> **What is being asked**
Copy the data from the line containing "cluster by giving the bounding box." through the end, inclusive, renaming "tulip bud" to "flower bud" and changing nothing else.

> **Records for this exercise**
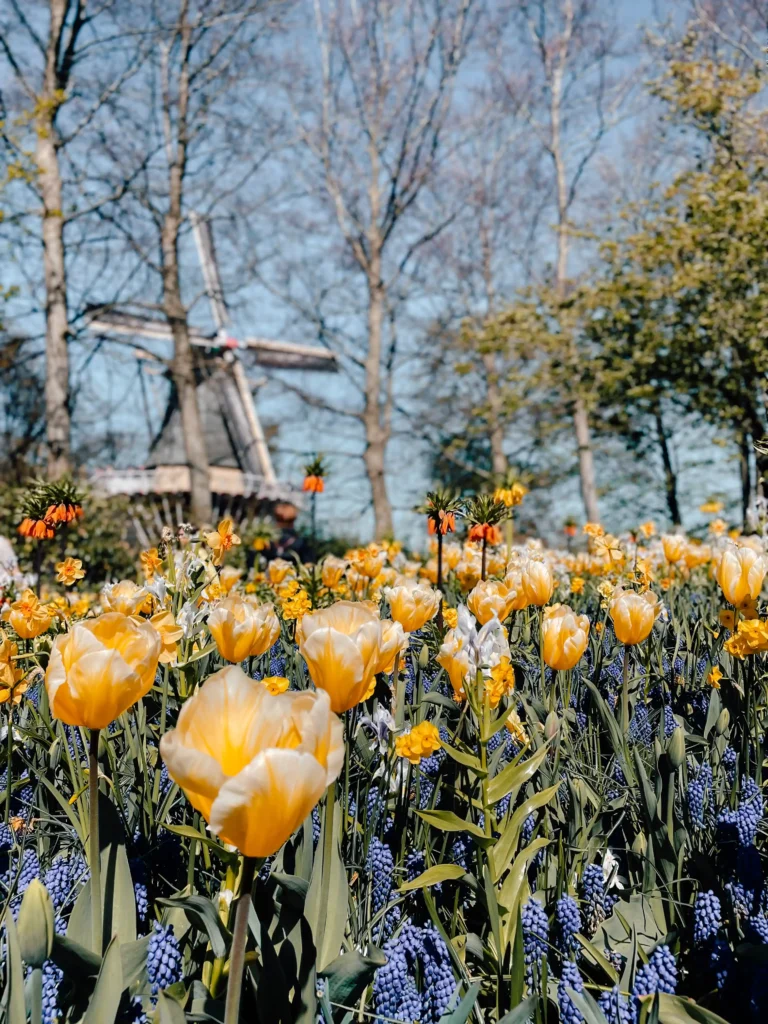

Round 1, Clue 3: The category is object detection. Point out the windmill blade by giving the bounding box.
[189,213,229,331]
[242,338,339,374]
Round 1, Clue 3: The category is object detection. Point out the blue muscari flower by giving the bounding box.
[629,700,653,746]
[45,853,90,910]
[723,746,737,785]
[555,895,582,956]
[633,946,677,996]
[582,864,605,934]
[521,899,549,992]
[146,921,181,998]
[133,882,150,925]
[709,939,733,990]
[744,913,768,946]
[693,889,721,946]
[269,640,286,676]
[418,925,456,1024]
[366,836,394,913]
[557,961,584,1024]
[43,961,63,1024]
[597,985,637,1024]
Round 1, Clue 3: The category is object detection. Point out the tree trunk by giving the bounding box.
[654,410,681,526]
[362,255,392,541]
[161,9,211,526]
[35,0,71,479]
[482,352,508,483]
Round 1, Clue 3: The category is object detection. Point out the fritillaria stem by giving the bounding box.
[88,729,103,956]
[224,857,256,1024]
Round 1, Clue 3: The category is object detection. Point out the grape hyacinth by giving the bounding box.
[557,961,584,1024]
[555,895,582,956]
[146,921,181,998]
[521,899,549,992]
[693,889,721,946]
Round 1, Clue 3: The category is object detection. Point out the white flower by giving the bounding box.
[603,850,624,889]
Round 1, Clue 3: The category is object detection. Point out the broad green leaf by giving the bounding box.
[321,949,387,1006]
[416,811,486,839]
[398,864,466,893]
[487,744,549,804]
[439,981,480,1024]
[83,938,123,1024]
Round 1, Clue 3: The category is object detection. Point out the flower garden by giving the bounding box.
[0,481,768,1024]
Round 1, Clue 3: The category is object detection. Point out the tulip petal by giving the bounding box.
[210,749,327,857]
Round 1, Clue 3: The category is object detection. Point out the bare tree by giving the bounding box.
[273,0,473,538]
[0,0,147,478]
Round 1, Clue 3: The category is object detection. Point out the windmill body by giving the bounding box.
[88,214,337,520]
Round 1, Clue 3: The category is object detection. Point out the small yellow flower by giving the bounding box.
[394,722,441,765]
[138,548,163,580]
[707,665,723,690]
[56,558,85,587]
[206,519,240,565]
[442,604,459,630]
[261,676,290,695]
[504,710,528,746]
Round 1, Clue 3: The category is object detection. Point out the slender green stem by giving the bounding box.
[622,644,630,738]
[5,702,13,825]
[88,729,103,956]
[224,857,256,1024]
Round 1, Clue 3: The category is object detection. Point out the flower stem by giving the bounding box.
[622,644,630,739]
[224,857,256,1024]
[88,729,103,956]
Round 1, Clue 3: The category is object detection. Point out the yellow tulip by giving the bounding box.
[45,611,162,729]
[7,590,52,640]
[542,604,590,672]
[384,578,441,633]
[321,555,349,589]
[296,601,391,714]
[101,580,148,615]
[608,587,662,646]
[208,594,280,662]
[662,534,688,563]
[160,666,344,857]
[715,545,768,607]
[520,558,555,607]
[467,580,517,626]
[150,608,184,665]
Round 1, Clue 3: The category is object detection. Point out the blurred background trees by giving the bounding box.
[0,0,768,536]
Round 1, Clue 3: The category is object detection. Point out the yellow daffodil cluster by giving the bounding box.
[394,722,441,765]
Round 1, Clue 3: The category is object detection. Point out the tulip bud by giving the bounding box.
[667,726,685,768]
[715,708,731,736]
[16,879,53,968]
[632,833,648,857]
[544,711,560,739]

> **Solution**
Round 1, Clue 3: The category is object detection. Point out the yellow daffodil cluster by giving the bounding box.
[394,722,441,765]
Round 1, Clue 3: The category is object detection. Point out the flower bud by giving the bounding box.
[667,726,685,768]
[715,708,731,736]
[16,879,53,968]
[632,833,648,857]
[544,711,560,739]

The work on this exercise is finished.